> PAGE EXTRACT
Comfort and greed are our weakness, resilience our blind spot
Investing in resilience does not mean militarising Malta or abandoning neutrality. National resilience is not about aggression. It is about survival, says David Attard
Malta likes to think of itself as safe. A neutral island. Far from war. Untouchable. It is such a convenient and comforting political narrative. For years, we have convinced ourselves that geography and neutrality fully protect us.
That distance from conflict somehow shields us from its consequences. Meanwhile, national resilience has been quietly neglected. We have chosen comfort. And, increasingly, we have chosen greed.
Security and defence today are about whether a country can function when things go wrong. Can we keep the lights on? Can our hospitals continue to operate? Can we protect our data, our economy, our institutions? Can we manage panic, disruption and pressure?
Right now, the honest answer is no; definitely not well enough. Malta is today far more fragile than we are willing to admit.
Start with the obvious. We are an island that produces very little of what it consumes. Fuel, food, medicine, raw materials; almost everything arrives by sea. Disrupt those supply lines, even briefly, and the country feels it immediately.

> RECORDS
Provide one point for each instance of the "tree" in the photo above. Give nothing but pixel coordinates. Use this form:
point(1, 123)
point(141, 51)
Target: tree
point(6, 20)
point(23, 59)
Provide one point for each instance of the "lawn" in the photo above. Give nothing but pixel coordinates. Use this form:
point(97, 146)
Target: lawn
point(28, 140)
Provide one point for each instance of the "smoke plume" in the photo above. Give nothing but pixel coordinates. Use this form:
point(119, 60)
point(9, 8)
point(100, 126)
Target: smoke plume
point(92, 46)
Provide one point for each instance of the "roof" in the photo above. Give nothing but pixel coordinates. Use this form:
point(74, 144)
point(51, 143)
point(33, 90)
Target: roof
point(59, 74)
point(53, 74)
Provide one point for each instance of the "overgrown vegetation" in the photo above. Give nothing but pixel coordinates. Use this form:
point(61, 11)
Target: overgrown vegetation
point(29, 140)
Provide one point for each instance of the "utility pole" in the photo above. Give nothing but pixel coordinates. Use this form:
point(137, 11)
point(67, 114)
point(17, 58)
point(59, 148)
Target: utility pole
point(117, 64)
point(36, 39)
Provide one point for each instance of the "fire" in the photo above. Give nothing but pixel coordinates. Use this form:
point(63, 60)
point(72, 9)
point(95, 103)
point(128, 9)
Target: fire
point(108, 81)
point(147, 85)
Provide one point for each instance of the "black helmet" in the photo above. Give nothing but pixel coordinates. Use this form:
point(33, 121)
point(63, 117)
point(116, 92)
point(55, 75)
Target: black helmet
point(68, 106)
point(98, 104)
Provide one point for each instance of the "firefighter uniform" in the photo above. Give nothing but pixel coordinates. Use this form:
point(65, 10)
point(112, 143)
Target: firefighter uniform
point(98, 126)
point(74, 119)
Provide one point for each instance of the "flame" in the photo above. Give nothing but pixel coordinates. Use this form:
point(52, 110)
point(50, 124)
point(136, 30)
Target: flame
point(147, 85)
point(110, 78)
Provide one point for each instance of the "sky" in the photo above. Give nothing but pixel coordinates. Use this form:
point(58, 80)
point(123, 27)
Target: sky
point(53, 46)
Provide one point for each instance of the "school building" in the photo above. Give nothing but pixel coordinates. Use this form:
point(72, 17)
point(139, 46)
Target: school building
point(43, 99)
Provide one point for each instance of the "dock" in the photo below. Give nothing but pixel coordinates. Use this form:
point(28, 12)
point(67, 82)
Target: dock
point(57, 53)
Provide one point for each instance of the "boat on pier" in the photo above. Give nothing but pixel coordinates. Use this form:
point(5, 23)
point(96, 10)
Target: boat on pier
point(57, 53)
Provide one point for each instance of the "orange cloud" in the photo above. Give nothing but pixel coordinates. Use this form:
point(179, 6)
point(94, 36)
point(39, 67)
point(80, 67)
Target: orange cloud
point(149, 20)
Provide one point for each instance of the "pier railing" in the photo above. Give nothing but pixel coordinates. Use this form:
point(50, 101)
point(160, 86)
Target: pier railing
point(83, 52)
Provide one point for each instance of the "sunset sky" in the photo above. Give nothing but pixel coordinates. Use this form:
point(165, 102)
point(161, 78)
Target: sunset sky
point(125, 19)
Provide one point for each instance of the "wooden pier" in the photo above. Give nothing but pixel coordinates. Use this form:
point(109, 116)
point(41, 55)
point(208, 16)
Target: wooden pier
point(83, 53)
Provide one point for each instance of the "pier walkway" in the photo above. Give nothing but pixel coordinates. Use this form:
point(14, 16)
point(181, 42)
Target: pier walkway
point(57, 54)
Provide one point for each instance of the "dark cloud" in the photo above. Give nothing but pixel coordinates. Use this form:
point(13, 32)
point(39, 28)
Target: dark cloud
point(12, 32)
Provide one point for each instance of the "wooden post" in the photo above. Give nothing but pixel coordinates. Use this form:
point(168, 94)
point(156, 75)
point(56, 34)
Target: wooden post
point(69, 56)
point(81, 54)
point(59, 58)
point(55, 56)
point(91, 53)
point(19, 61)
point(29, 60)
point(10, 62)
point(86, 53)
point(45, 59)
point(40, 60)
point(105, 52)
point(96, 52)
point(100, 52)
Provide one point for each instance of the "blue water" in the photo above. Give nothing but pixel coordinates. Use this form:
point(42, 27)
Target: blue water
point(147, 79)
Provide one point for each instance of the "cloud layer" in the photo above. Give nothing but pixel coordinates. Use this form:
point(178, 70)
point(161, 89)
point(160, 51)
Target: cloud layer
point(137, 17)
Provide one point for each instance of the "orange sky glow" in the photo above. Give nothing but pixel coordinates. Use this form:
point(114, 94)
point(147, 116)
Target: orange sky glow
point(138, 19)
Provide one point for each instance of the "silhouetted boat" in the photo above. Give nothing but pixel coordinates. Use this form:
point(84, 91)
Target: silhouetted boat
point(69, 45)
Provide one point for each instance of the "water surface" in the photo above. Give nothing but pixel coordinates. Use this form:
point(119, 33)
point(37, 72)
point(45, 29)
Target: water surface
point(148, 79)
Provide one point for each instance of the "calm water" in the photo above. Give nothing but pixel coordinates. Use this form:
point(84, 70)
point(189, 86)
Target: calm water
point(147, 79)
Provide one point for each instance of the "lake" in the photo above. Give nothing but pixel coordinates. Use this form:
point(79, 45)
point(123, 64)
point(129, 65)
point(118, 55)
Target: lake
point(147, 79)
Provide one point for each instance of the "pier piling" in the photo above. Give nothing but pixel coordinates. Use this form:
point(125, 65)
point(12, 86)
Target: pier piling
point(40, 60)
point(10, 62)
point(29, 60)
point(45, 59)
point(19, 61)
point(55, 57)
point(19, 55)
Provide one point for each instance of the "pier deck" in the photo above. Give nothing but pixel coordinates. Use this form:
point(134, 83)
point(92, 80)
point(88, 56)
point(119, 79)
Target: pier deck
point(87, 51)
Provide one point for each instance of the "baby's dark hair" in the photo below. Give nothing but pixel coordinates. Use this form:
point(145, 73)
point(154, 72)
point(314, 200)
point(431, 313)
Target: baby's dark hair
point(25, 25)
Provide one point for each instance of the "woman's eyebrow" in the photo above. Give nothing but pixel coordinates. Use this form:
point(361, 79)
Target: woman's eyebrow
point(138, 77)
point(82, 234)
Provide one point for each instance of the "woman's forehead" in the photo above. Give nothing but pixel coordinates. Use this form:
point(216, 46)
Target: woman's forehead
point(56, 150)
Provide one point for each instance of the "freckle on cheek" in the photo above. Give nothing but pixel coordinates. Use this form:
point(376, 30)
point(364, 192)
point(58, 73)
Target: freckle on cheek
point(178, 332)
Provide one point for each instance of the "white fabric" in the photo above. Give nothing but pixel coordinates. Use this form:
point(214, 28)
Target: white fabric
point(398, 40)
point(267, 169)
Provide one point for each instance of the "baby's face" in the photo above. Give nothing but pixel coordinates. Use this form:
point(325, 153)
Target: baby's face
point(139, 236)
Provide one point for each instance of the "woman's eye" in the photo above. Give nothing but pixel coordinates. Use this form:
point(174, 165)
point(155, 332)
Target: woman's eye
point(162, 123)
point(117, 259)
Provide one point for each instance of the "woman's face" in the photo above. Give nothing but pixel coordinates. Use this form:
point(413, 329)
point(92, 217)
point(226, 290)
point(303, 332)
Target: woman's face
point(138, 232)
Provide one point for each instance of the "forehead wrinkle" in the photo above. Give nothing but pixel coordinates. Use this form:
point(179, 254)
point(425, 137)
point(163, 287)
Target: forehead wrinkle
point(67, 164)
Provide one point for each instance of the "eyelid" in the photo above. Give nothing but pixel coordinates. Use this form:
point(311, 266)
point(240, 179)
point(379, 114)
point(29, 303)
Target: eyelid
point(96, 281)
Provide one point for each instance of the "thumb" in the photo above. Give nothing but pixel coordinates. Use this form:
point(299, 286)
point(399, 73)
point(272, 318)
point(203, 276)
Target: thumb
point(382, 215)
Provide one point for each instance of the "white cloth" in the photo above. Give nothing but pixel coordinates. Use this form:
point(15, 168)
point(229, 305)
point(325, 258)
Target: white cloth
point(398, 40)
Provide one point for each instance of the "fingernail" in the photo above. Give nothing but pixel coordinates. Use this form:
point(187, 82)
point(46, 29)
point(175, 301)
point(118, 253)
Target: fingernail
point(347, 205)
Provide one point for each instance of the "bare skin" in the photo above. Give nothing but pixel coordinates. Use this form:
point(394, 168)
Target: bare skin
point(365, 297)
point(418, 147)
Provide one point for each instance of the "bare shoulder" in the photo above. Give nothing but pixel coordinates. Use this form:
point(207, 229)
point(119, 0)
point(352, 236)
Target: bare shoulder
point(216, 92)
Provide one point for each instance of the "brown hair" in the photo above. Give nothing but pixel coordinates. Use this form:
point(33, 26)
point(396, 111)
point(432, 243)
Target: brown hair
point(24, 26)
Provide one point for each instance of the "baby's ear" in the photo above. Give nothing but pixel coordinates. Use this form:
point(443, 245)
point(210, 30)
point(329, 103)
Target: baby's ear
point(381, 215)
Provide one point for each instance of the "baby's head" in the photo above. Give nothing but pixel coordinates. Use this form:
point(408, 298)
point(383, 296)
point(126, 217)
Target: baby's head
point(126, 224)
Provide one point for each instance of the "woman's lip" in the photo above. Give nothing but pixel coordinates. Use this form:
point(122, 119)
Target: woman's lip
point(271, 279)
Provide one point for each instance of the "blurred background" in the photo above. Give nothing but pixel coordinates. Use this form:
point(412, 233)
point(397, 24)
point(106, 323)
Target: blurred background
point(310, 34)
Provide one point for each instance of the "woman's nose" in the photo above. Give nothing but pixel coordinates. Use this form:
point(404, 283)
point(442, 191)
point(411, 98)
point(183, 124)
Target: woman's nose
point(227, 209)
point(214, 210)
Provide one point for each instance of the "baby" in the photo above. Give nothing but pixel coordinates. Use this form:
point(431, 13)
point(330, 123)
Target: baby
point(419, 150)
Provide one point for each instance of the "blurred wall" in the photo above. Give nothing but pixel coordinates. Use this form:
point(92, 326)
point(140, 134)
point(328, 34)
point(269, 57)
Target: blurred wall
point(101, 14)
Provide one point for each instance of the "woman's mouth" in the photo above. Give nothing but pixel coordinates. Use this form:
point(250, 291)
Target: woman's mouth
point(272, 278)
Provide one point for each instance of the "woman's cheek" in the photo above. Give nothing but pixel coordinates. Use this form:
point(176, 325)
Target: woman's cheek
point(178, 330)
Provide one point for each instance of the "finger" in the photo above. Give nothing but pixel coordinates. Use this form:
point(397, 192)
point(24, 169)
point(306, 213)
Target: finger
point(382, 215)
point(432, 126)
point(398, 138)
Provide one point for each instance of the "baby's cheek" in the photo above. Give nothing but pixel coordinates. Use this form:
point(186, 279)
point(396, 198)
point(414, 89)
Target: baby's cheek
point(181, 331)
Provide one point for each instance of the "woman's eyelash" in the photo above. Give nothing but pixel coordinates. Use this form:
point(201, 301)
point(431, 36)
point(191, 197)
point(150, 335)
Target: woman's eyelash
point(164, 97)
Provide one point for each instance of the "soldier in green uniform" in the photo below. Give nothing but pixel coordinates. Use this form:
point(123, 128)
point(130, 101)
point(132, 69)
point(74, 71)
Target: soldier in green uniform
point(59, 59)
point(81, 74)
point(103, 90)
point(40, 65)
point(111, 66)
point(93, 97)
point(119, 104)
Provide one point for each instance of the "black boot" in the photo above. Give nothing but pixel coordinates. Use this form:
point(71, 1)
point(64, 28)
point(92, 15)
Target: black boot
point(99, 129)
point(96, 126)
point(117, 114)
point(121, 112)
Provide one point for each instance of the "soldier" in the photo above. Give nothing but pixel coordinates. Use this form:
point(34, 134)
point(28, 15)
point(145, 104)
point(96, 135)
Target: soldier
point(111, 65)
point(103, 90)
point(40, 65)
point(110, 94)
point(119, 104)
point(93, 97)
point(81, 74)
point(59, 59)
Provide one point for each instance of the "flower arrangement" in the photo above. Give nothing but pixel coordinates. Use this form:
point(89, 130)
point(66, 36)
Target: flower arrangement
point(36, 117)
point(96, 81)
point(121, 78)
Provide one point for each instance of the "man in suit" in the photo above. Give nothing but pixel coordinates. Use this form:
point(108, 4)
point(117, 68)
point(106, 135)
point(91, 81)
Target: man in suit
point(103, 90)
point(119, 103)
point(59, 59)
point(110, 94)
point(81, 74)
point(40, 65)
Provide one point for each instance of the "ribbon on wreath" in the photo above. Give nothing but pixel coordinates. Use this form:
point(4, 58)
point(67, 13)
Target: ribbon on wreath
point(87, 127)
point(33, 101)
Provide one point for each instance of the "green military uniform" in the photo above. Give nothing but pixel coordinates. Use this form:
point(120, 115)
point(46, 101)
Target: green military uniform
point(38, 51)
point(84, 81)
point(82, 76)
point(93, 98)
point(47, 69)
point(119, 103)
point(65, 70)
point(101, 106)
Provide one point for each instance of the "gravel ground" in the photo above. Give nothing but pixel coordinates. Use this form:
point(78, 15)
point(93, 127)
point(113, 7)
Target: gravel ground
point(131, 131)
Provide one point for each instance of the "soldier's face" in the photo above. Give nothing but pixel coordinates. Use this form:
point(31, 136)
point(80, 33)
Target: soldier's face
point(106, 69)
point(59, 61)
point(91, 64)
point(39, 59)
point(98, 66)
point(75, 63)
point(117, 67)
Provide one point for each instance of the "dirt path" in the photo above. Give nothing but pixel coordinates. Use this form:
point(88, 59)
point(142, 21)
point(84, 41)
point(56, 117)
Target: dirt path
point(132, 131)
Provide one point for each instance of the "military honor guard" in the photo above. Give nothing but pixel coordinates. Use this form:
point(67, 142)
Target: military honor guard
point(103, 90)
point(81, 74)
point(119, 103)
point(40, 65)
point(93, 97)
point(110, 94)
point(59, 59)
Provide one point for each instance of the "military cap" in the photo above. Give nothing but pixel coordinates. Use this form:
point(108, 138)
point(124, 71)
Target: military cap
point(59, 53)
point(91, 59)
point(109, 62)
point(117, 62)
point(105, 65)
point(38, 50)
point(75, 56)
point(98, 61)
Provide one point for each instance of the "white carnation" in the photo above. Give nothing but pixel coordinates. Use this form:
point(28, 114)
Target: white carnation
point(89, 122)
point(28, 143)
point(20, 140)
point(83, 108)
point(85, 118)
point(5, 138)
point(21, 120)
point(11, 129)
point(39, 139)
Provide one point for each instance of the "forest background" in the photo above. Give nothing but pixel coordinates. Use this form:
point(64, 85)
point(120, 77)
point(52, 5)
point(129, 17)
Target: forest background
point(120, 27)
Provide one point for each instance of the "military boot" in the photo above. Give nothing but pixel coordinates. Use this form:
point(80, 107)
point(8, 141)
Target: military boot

> TASK GOAL
Please explain, in one to three sentences, why the article on Malta's resilience says the country would feel even a brief disruption of its supply lines immediately. The rows were taken from a different source than the text.

> EXERCISE SOLUTION
Malta is an island that produces very little of what it consumes. Almost everything it needs, including fuel, food, medicine and raw materials, arrives by sea, so any interruption to those routes affects the country at once.